Start of Block

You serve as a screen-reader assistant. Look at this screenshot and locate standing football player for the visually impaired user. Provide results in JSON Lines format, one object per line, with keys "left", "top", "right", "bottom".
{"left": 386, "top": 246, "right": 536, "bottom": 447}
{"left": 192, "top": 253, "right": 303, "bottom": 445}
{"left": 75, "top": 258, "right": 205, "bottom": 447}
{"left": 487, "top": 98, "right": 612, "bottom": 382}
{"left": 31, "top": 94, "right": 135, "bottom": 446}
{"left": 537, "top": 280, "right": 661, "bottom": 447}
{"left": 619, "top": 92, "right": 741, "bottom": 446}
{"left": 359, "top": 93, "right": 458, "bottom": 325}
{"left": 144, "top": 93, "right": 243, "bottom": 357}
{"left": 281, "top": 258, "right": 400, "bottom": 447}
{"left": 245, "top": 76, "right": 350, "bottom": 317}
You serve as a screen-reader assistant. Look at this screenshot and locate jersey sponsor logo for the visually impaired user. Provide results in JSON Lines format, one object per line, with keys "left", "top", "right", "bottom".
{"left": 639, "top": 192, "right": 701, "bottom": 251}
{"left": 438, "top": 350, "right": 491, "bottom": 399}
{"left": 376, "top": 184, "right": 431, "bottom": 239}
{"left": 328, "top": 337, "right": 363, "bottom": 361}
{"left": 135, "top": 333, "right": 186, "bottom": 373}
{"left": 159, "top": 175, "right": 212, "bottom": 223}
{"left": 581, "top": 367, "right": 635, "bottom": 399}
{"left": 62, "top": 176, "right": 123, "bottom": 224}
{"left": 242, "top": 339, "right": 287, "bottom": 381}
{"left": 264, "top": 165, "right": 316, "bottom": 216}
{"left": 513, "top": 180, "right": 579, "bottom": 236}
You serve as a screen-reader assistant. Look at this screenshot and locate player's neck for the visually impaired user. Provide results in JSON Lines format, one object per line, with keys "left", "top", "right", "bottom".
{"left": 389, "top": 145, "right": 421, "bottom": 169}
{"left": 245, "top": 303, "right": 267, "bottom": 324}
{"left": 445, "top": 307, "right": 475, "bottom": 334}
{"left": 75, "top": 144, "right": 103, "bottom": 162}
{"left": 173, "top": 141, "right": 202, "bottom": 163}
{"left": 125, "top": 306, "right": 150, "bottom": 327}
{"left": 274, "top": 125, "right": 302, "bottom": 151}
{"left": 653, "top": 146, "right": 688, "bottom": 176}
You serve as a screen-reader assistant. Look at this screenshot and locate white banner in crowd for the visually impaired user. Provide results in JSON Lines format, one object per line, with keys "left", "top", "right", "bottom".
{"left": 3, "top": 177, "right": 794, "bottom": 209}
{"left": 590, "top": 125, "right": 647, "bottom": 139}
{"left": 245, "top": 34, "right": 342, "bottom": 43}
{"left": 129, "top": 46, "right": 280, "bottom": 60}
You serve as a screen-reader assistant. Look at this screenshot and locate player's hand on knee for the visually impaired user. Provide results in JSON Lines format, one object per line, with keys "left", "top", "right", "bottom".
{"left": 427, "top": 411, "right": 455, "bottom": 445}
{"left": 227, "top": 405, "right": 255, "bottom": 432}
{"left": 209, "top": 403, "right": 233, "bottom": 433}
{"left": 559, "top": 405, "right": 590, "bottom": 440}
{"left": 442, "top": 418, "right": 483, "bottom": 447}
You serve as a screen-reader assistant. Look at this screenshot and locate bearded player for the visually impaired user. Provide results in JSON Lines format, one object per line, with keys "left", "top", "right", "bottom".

End of Block

**Aim of the exercise**. Return each entry without altering a single word.

**Written solution**.
You serve as a screen-reader assistant. Look at this screenshot and locate standing football player for the visually impaired user. Provide results in JSON Lines format, one object per line, with keys "left", "top", "right", "bottom".
{"left": 386, "top": 246, "right": 536, "bottom": 447}
{"left": 192, "top": 253, "right": 303, "bottom": 445}
{"left": 75, "top": 258, "right": 205, "bottom": 447}
{"left": 487, "top": 98, "right": 612, "bottom": 382}
{"left": 31, "top": 94, "right": 135, "bottom": 446}
{"left": 537, "top": 280, "right": 661, "bottom": 447}
{"left": 619, "top": 92, "right": 741, "bottom": 446}
{"left": 359, "top": 93, "right": 458, "bottom": 325}
{"left": 144, "top": 93, "right": 243, "bottom": 357}
{"left": 281, "top": 258, "right": 400, "bottom": 447}
{"left": 245, "top": 76, "right": 350, "bottom": 317}
You serve as a screen-reader assistant. Look at this screenshot and locate jersey sponsor logo for the visually impaired user. Provide results in JSON Lines format, one object per line, with keys "left", "top", "right", "bottom".
{"left": 639, "top": 192, "right": 701, "bottom": 251}
{"left": 438, "top": 350, "right": 491, "bottom": 399}
{"left": 376, "top": 184, "right": 431, "bottom": 239}
{"left": 328, "top": 337, "right": 363, "bottom": 361}
{"left": 135, "top": 333, "right": 186, "bottom": 373}
{"left": 159, "top": 175, "right": 212, "bottom": 223}
{"left": 581, "top": 367, "right": 635, "bottom": 399}
{"left": 62, "top": 176, "right": 123, "bottom": 224}
{"left": 242, "top": 339, "right": 287, "bottom": 381}
{"left": 264, "top": 165, "right": 316, "bottom": 216}
{"left": 513, "top": 180, "right": 579, "bottom": 236}
You serve as a screen-reader assistant. Look at this screenshot and locate player's neck for the visually impaired user. Provide results in JSON Lines format, one object per line, with keys "left", "top", "right", "bottom".
{"left": 389, "top": 145, "right": 421, "bottom": 169}
{"left": 245, "top": 303, "right": 267, "bottom": 324}
{"left": 445, "top": 307, "right": 475, "bottom": 334}
{"left": 75, "top": 144, "right": 103, "bottom": 162}
{"left": 173, "top": 141, "right": 202, "bottom": 163}
{"left": 125, "top": 306, "right": 150, "bottom": 327}
{"left": 274, "top": 125, "right": 302, "bottom": 151}
{"left": 653, "top": 146, "right": 688, "bottom": 176}
You serve as a screen-reader assistant. Look at this screenshot and locate white banner in crowd for the visually impaired user. Provide results in JSON Lines format, one object per line, with keys "left", "top", "right", "bottom".
{"left": 3, "top": 177, "right": 794, "bottom": 209}
{"left": 590, "top": 125, "right": 647, "bottom": 139}
{"left": 245, "top": 34, "right": 342, "bottom": 43}
{"left": 129, "top": 46, "right": 280, "bottom": 60}
You serve as a screen-reader assistant. Look at this screenshot and locate player's hand on knee for the visually impaired user. Provide results in JSON Lines format, one object per line, with keys "left", "top", "right", "bottom".
{"left": 427, "top": 411, "right": 455, "bottom": 445}
{"left": 227, "top": 405, "right": 255, "bottom": 432}
{"left": 209, "top": 403, "right": 233, "bottom": 433}
{"left": 559, "top": 405, "right": 590, "bottom": 440}
{"left": 442, "top": 418, "right": 483, "bottom": 447}
You serve as a screen-reader assistant. Look at this screenshot and locate bearded player for the visually impaired user. Provide results in JSON Lines format, one object per line, with keys "left", "top", "right", "bottom".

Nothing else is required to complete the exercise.